DATA PROVIDED:
⟨

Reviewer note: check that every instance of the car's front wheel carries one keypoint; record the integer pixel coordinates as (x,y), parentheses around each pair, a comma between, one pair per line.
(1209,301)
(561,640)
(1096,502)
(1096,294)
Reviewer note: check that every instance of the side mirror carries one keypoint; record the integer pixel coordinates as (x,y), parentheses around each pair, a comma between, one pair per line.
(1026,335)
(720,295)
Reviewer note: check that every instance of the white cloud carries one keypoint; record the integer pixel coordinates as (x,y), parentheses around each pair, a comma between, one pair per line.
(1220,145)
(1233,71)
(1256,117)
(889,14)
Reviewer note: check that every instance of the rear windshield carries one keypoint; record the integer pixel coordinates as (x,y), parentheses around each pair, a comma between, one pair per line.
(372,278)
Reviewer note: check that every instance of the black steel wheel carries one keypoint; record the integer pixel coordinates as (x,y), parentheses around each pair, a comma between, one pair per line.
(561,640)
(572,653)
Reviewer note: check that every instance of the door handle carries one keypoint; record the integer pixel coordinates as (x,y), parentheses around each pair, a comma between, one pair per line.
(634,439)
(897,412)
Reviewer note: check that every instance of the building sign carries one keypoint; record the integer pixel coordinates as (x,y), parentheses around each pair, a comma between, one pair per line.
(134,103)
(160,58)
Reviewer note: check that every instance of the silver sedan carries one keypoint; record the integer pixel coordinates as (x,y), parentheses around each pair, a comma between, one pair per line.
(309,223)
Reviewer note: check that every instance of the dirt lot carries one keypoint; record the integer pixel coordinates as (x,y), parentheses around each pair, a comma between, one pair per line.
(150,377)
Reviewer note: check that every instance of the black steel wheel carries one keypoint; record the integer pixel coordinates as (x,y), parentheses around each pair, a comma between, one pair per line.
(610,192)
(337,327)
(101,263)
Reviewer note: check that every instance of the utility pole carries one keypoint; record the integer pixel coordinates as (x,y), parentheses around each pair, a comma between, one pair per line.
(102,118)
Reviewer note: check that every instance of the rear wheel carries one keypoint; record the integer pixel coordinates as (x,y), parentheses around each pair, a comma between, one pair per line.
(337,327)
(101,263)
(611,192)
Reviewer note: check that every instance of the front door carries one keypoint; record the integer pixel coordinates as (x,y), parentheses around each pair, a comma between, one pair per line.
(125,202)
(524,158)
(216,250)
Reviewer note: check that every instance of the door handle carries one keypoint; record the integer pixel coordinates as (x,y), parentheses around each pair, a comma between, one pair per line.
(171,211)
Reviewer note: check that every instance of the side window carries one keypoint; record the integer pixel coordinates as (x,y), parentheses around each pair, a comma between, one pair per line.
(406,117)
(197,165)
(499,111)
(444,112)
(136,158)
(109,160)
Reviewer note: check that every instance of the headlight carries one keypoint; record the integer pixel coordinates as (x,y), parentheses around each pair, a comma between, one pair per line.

⟩

PROBLEM TO SOLVE: Restate the data above word for word, please.

RESULT:
Reviewer note: check that every instance of the car's front wheel carries one keypoint; record the integer pixel coordinates as (x,y), parentheses around each pair, a comma between, one pair per line.
(1209,301)
(561,640)
(1096,502)
(1096,294)
Reviewer note: check that every instance of the side mirror carries one keypoint; record the integer pixel coordinates as (x,y), parentheses around each pair, a comma between, one pair per line.
(1026,335)
(720,295)
Reviewer note: check that every instance of the white cloud carries one keypoint; record the integer pixel coordinates as (x,y), parentheses around each pair, a comma between, one pair per line.
(1220,145)
(1233,71)
(1256,117)
(889,14)
Reviewer note: check that every instance of the rear windshield carries one keypoint; record the integer pixel coordinates as (x,y), parentheses around each pair, a comma between, one pair per line.
(372,278)
Reviewer note: check that every instance of the black steel wheel carries one keypoint; record the integer pixel coordinates as (x,y), parentheses around each pair, a comma between, one pair per line.
(561,640)
(572,653)
Reviewer note: check that every instance of the door handle carries one keypoint; record the integer pixel coordinates as (x,y), parentheses around each pair, a comma between, one pair per line.
(634,439)
(897,412)
Reviewer note: check that every instance of the building sign carries one keypoint; record the integer pixel coordinates as (x,y), parentheses around each pair, a comma between, one pair per line.
(134,103)
(160,58)
Reviewer note: check that every instance of the silver sedan carries one keypoint; record the integer pixel coordinates as (x,y), parentheses around each pair, a comma between, one pair per line.
(309,223)
Reviewer note: check that every instance of the dirt lot carries one keypoint; record the integer pixel coordinates as (x,y), parentheses around each pair, a comma between, one pair per line.
(150,377)
Reviewer note: check that every instance of the black steel wheel carries one keypoint; record the integer pixel coordinates as (x,y), parentheses around each pair, a comma between, one pair per line.
(610,192)
(337,327)
(101,263)
Reviewer note: check that every instance of the utility pole carries one keypoint; record the integer pixel coordinates as (x,y), parentheses around each pair, a comma between, one pair per line.
(102,118)
Reviewer note: check that every instance of the rear wheel carries one keypoint; record the integer pixel coordinates as (x,y), parentheses around each pair, a comma between, one pair per line.
(337,327)
(101,263)
(611,192)
Reviewer note: check that every instance of the front door carries one keypoint; record the integer pixel coordinates as (x,y), parentheses around each pair, a comma between, one pair per line.
(125,202)
(524,158)
(216,250)
Reviewer note: check that every instance of the door handle carries one keypoint; record the integer pixel coordinates as (x,y), parentheses around each pair, a comma between, one pair per line.
(171,211)
Reviewer note: check that every instance of the side window carries one keypoint; record the integer pixel coordinates as (x,y), parentheses around each pair, a comma between, one pair per line.
(406,117)
(197,165)
(499,111)
(444,112)
(136,158)
(109,160)
Reviewer note: check that every instance of the headlight carries one keypoint; record the integer pixel coordinates as (x,y), parentheses around each pair, a comma between, one pair per line.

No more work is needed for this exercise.